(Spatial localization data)
━━━

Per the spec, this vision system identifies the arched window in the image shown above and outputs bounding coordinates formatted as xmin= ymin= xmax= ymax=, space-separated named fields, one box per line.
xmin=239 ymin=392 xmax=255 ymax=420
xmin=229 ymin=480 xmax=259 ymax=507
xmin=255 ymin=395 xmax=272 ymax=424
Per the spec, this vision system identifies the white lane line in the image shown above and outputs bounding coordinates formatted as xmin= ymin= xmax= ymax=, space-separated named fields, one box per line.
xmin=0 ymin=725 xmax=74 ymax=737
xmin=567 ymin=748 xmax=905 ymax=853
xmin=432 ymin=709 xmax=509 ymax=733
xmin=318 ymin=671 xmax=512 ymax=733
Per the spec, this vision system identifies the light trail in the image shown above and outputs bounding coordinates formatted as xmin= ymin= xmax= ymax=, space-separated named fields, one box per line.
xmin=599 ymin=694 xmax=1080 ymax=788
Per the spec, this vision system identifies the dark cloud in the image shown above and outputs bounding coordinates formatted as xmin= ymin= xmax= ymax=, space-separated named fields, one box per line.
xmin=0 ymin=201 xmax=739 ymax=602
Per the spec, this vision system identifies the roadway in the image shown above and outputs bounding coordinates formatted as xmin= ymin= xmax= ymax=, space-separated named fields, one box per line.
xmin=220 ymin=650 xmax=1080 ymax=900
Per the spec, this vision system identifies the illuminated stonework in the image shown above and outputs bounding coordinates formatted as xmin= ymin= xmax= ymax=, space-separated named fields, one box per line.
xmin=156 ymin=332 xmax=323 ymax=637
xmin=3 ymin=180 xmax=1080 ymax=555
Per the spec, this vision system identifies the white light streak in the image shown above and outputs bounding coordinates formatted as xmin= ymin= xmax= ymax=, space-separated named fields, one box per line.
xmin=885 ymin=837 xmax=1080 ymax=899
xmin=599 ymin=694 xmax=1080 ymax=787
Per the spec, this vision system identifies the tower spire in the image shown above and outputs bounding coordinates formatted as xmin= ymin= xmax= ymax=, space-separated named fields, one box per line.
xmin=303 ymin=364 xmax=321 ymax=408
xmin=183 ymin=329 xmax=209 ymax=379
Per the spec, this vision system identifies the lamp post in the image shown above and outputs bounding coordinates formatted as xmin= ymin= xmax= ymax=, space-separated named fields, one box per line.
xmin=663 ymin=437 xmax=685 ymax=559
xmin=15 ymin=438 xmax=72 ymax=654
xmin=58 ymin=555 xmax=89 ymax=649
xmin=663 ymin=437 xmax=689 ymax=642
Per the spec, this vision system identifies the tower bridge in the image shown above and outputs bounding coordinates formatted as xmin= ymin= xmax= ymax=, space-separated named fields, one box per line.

━━━

**TASK DETAILS:**
Nothing but an exact repetition of the entries is expected here.

**PROBLEM SOLUTION:**
Per the spec, this vision system identifies the arched window in the image shown above and outputs bounding coordinates formatted as xmin= ymin= xmax= ymax=, space-separated named fields, one box per line.
xmin=239 ymin=392 xmax=255 ymax=420
xmin=229 ymin=480 xmax=259 ymax=507
xmin=255 ymin=395 xmax=272 ymax=424
Per the spec, this vision system identifies the white lane line in the image shown above and outputs bounding coordinates formatted as xmin= ymin= xmax= ymax=, space-separated named fields, one box per line.
xmin=0 ymin=725 xmax=74 ymax=737
xmin=567 ymin=748 xmax=905 ymax=853
xmin=432 ymin=709 xmax=509 ymax=733
xmin=318 ymin=671 xmax=512 ymax=733
Per the spec, this vision system identifies the light trail in the image shown above and outputs bounding coordinates formatted as xmin= ymin= xmax= ymax=, space-separated named fields, one box per line.
xmin=599 ymin=694 xmax=1080 ymax=788
Per the spec, this vision system identifies the dark cloud in the image shown above and outputs bounding coordinates formatted as xmin= ymin= xmax= ymax=, space-separated named fields, one box per line.
xmin=0 ymin=201 xmax=739 ymax=602
Per the spec, this vision system identifies the roadway in the image shown above and outputs bounding coordinates formatted as xmin= ymin= xmax= ymax=, space-separated named fields, one box per line.
xmin=220 ymin=650 xmax=1080 ymax=900
Per the spec, this vision system identifies the illuminated stonework in the image shown above and outputs bounding coordinates formatted as xmin= ymin= xmax= ymax=, space-separated named fields, one box per line.
xmin=156 ymin=332 xmax=323 ymax=637
xmin=3 ymin=180 xmax=1080 ymax=555
Per the spec, this vision system identifies the white light streak in the image shown above and outputs bounding coordinates formatted as xmin= ymin= xmax= ymax=, space-separated named fields, one box per line.
xmin=885 ymin=837 xmax=1080 ymax=899
xmin=599 ymin=694 xmax=1080 ymax=787
Per the spec, this vision system identifies the tower spire in the image shown above and outputs bounding coordinates formatted as xmin= ymin= xmax= ymax=, space-separated named fields, one box per line.
xmin=303 ymin=364 xmax=321 ymax=408
xmin=183 ymin=329 xmax=209 ymax=379
Per the spec, this vision system identifies the lamp post in the image shown above and outputs bounding coordinates formatted as xmin= ymin= xmax= ymax=, space-separated named fields, one box per line.
xmin=663 ymin=437 xmax=685 ymax=559
xmin=15 ymin=438 xmax=72 ymax=654
xmin=58 ymin=555 xmax=89 ymax=649
xmin=663 ymin=437 xmax=689 ymax=642
Per the spec, this vision system identifies the tower bridge in the image shown above and outputs bounding coordinates formatted as xmin= ymin= xmax= ymax=, space-separated named fields, one box per line.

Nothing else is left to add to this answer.